DIRECTIONS FOR THIS TASK: Quote the stretch of the visa text below from "As with all" through "work in the US.", reproducing each word without alteration.

TEXT SHOWN:
There are certain cases of temporary workers where an H-Visa is not appropriate. Please see list below for other Visa categories and descriptions:

  • L: Intra-company Transferees who, within the three preceding years, have been employed abroad continuously for one year, and who will be employed by a branch, parent, affiliate, or subsidiary of that same employer in the U.S. in a managerial, executive, or specialized knowledge capacity;
  • O-1: Individuals with Extraordinary Ability or Achievement in the sciences, arts, education, business, or athletics, or extraordinary achievements in the motion picture and television field;
  • O-2: Persons Accompanying an O-1 to assist in an artistic or athletic performance for a specific event or performance;
  • P-1: Individual or Team Athletes, or Members of an Entertainment group that are internationally recognized;
  • P-2: Artists or Entertainers who will perform under a reciprocal exchange program;
  • P-3: Artists or Entertainers who perform under a program that is culturally unique;
  • Q-1: Participants in an International Cultural Exchange Program for the purpose of providing practical training, employment, and the sharing of the history, culture, and traditions of the alien's home country.

As with all temporary worker Visas (except Q-Visas) the spouse and unmarried minor children of the Visa applicant may also apply for a visa of the same type. The applicant must be able to show that he/she can support his/her family in the US. Additionally, the spouse and minor children of the applicant may not engage in work in the US.

ENTRIES SUPPLIED:
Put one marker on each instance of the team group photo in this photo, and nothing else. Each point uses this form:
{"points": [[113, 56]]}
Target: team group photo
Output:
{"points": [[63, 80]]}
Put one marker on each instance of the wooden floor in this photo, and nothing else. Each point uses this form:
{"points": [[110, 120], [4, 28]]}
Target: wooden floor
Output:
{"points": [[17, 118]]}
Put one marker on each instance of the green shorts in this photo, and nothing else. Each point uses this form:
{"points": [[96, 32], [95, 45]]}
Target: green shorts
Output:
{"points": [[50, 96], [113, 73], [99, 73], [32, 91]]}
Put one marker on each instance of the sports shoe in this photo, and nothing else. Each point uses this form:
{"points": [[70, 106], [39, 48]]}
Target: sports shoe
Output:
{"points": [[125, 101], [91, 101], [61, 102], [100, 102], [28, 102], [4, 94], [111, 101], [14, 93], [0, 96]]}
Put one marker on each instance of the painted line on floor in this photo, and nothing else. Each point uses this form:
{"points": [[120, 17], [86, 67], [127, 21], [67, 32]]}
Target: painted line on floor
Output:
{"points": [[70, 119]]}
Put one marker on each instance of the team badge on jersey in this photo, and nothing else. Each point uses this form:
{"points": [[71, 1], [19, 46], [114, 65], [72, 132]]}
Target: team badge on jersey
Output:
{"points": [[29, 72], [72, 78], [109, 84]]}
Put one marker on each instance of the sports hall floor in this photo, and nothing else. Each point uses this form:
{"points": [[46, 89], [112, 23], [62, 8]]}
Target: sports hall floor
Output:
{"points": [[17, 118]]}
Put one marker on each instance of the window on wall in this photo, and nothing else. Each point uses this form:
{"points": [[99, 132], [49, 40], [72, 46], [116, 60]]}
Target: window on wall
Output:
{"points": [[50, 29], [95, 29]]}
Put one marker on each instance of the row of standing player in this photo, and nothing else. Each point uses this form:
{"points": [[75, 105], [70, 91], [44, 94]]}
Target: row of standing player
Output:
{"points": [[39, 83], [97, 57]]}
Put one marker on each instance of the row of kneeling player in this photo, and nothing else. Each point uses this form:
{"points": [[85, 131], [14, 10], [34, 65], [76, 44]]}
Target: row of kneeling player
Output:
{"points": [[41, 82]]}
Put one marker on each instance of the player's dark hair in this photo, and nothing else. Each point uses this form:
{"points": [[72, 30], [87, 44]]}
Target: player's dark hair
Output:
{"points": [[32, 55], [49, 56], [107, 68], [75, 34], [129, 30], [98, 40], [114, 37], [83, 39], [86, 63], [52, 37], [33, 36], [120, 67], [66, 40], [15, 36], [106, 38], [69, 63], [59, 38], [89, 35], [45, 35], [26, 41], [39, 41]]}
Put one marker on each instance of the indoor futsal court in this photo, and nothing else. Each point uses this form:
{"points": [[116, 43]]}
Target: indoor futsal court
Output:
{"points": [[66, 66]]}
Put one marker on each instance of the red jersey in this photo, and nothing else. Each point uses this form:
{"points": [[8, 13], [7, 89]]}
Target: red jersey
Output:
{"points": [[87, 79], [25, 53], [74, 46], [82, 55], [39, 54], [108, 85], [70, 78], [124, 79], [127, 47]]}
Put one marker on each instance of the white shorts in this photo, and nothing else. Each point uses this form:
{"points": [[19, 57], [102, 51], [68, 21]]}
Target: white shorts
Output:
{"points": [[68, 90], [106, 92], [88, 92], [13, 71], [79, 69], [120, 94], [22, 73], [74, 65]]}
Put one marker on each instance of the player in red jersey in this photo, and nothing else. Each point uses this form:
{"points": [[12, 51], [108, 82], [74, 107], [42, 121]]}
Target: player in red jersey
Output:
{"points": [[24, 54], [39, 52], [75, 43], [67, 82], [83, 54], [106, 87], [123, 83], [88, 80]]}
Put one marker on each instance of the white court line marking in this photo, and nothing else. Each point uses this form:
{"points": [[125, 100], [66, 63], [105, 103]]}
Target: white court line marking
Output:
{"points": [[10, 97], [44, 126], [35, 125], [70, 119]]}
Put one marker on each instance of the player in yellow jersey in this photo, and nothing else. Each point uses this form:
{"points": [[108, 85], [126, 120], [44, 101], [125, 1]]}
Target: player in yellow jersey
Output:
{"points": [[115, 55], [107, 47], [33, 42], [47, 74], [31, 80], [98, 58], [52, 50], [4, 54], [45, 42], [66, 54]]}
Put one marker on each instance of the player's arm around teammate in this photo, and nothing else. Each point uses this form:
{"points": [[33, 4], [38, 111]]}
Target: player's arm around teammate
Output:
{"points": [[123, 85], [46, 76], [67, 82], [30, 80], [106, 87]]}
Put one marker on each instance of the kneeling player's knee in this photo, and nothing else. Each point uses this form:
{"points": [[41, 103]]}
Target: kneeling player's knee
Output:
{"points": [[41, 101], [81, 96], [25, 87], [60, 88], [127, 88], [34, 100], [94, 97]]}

FULL SOLUTION:
As with all temporary worker Visas (except Q-Visas) the spouse and unmarried minor children of the Visa applicant may also apply for a visa of the same type. The applicant must be able to show that he/she can support his/her family in the US. Additionally, the spouse and minor children of the applicant may not engage in work in the US.